-- Data provided follows --

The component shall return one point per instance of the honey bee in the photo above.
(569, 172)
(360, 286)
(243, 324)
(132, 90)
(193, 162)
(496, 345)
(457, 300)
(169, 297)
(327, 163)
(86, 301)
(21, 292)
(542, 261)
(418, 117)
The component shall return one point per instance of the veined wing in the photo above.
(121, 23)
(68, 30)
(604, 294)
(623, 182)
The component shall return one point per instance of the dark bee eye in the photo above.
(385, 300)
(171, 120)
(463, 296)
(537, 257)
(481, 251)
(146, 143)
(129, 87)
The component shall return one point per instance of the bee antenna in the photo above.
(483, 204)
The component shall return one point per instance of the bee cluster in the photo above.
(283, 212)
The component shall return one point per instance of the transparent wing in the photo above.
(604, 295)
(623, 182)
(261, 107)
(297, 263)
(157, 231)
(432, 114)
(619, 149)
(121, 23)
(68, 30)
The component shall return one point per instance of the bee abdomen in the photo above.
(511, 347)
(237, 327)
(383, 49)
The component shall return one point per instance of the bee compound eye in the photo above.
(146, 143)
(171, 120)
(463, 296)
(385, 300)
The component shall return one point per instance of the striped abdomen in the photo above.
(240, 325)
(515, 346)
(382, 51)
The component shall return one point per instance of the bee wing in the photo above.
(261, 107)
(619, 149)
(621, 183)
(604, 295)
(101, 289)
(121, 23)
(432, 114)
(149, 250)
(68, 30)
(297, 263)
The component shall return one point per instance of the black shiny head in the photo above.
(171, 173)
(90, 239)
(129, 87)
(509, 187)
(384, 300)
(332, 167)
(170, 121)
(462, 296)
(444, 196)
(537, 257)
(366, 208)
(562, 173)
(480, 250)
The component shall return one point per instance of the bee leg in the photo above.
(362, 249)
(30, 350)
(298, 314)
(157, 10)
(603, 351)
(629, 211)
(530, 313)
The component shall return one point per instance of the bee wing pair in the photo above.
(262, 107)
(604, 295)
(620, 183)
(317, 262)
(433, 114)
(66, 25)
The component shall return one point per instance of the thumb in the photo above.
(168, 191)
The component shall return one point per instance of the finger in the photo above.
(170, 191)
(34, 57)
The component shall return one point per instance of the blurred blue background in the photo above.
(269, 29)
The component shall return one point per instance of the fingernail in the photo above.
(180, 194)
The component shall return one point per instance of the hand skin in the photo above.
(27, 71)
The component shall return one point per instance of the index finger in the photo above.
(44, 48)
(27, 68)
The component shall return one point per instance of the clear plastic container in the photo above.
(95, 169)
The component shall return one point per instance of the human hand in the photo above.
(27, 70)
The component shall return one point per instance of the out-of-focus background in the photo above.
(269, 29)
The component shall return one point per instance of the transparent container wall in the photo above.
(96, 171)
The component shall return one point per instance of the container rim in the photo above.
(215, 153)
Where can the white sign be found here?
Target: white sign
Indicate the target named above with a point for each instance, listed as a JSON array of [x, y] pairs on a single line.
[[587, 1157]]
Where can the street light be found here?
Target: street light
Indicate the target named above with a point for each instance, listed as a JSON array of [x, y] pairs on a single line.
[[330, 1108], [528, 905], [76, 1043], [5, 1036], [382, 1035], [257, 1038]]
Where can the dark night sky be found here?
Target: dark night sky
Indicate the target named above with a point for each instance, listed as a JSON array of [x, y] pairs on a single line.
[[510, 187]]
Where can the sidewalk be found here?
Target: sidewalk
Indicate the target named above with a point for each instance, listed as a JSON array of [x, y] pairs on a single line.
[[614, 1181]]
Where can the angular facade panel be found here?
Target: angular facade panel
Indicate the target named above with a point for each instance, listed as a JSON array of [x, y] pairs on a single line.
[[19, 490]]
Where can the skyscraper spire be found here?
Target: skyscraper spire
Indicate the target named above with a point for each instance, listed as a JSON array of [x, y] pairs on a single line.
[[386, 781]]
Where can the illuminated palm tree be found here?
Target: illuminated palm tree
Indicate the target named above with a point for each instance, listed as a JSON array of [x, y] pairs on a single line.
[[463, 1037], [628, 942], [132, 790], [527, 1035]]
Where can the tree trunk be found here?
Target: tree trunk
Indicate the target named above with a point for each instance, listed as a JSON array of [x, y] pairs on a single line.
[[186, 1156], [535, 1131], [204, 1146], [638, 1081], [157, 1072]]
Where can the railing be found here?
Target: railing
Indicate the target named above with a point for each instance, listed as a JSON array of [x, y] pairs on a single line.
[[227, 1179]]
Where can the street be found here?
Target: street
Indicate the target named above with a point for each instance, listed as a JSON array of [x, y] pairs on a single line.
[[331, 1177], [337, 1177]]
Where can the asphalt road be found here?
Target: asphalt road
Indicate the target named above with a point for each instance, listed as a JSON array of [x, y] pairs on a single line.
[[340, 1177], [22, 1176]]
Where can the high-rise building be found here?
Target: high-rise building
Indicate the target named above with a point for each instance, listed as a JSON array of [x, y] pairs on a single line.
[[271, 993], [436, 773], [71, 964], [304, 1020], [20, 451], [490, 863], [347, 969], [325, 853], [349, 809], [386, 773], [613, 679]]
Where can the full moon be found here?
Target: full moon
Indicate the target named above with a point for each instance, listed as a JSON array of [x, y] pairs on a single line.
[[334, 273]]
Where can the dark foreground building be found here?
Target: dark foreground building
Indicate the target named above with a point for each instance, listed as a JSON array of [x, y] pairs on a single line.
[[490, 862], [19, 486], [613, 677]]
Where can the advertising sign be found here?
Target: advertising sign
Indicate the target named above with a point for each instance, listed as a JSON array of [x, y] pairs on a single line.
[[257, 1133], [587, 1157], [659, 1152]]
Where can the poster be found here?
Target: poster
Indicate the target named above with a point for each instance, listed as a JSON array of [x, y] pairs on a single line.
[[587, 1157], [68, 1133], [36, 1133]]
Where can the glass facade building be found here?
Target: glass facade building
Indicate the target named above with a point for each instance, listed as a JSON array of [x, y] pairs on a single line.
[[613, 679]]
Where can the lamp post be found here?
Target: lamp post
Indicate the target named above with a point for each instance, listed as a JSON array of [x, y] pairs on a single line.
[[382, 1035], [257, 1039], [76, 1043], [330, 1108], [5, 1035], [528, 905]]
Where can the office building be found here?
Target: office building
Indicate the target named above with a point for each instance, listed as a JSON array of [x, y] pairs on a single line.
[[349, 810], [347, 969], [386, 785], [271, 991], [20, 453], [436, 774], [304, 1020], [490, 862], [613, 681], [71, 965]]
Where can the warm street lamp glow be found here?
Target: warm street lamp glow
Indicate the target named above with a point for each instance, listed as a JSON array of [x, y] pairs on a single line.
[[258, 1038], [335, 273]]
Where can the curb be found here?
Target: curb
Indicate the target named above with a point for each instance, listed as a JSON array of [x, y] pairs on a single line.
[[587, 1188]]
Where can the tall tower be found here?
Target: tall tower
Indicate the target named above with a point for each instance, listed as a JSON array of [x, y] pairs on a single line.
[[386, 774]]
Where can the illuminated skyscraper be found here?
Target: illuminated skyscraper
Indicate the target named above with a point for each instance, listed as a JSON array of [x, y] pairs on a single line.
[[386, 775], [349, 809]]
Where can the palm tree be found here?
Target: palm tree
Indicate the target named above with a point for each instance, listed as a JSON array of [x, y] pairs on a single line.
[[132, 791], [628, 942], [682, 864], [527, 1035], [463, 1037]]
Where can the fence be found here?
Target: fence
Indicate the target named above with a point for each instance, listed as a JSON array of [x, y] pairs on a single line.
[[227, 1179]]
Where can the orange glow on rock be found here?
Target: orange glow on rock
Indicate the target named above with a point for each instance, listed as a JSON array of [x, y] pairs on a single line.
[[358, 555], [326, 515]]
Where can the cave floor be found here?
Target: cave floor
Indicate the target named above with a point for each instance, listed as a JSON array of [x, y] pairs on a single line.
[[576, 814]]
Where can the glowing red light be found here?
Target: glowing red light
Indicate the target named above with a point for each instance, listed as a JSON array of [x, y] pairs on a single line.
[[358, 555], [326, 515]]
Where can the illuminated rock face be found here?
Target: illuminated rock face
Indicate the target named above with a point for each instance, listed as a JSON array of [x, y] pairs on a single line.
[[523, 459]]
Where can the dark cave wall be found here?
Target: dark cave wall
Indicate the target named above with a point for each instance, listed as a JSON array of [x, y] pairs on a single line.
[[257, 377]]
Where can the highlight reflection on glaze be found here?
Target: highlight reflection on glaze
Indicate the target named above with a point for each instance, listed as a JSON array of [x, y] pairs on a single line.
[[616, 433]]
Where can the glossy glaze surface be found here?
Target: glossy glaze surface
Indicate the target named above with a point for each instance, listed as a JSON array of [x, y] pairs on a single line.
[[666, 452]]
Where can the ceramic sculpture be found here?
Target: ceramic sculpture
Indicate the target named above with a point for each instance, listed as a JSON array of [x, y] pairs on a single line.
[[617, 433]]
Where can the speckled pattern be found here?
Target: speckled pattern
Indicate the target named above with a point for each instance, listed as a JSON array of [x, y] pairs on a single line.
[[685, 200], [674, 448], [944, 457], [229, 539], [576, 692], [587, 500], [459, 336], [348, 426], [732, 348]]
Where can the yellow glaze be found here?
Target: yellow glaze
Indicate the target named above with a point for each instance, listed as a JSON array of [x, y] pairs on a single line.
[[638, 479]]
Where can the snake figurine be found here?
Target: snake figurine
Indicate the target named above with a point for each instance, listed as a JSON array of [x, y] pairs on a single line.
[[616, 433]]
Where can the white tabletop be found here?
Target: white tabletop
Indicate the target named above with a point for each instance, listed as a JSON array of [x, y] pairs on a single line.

-- Data provided concluded --

• Work instruction: Lines containing the word "cave": copy each of them from the material.

• Task result:
Where can the cave floor be found here?
Target: cave floor
Where can the dark cave wall be found here?
Target: dark cave wall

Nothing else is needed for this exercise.